> Goal of the exercise: Repeat the lines exactly, starting at the line containing "point per instance: red" and continuing through the last line, with both ends included.

Point annotation data

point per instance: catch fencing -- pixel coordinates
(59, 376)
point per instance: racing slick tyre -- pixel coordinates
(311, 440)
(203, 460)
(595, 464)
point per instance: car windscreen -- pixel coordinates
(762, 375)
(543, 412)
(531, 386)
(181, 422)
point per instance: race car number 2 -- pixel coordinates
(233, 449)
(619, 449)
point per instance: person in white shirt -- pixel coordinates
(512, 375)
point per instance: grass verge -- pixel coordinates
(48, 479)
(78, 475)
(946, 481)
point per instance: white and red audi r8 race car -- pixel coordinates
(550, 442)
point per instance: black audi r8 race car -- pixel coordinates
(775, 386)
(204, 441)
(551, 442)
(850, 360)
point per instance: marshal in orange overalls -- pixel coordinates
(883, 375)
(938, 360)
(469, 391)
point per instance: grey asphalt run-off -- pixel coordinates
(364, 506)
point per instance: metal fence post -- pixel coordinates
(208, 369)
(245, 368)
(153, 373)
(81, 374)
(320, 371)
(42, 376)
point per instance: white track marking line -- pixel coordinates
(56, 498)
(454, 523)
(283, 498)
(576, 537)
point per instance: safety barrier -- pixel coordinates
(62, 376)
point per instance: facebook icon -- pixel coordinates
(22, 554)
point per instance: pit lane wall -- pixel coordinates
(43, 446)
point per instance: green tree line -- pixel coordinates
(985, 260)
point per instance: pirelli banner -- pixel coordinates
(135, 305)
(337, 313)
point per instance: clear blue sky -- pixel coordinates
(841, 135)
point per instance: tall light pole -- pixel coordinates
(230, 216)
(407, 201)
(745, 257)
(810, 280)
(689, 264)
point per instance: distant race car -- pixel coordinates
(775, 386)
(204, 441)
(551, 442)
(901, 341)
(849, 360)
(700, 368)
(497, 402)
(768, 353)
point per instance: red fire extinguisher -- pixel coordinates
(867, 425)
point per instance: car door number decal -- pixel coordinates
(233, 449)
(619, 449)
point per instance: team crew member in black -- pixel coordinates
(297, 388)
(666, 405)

> Answer to this task:
point per instance: red fire extinguisher -- pixel coordinates
(867, 425)
point per instance: car door number decal -- pixel coordinates
(233, 449)
(619, 449)
point per instance: team crew member in black -- pixel coordinates
(297, 388)
(666, 405)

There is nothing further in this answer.